### Given task
Please rewrite the rows from the line containing "Given the scene depicted in the image, detect the white" through the last row below, replacing "green foliage" with "leafy greenery" and leaving everything else unchanged. Return only those rewritten lines.

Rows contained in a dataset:

▽

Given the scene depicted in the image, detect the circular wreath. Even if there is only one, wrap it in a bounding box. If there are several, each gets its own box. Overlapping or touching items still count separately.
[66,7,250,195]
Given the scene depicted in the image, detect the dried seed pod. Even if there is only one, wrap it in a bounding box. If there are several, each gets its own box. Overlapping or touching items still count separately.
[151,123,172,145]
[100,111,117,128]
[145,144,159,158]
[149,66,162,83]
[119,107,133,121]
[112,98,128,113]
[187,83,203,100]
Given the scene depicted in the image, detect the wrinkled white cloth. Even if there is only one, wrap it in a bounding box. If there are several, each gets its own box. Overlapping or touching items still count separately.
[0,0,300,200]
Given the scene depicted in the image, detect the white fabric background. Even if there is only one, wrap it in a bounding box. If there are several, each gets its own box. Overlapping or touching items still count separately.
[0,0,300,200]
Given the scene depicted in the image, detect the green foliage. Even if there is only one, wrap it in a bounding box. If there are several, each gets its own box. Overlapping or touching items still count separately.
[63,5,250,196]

△

### Written solution
Given the scene depicted in the image, detect the white fabric background. Even if there is only one, wrap it in a bounding box. If there are several, each gets its own box. Overlapping or touching items still count separately.
[0,0,300,200]
Given the scene depicted in the image, detect the leafy greenery. Even if there is only one, wrap it in a bounding box. If there are several, each gets its own box. Overlapping or touching items still count separately.
[63,5,250,196]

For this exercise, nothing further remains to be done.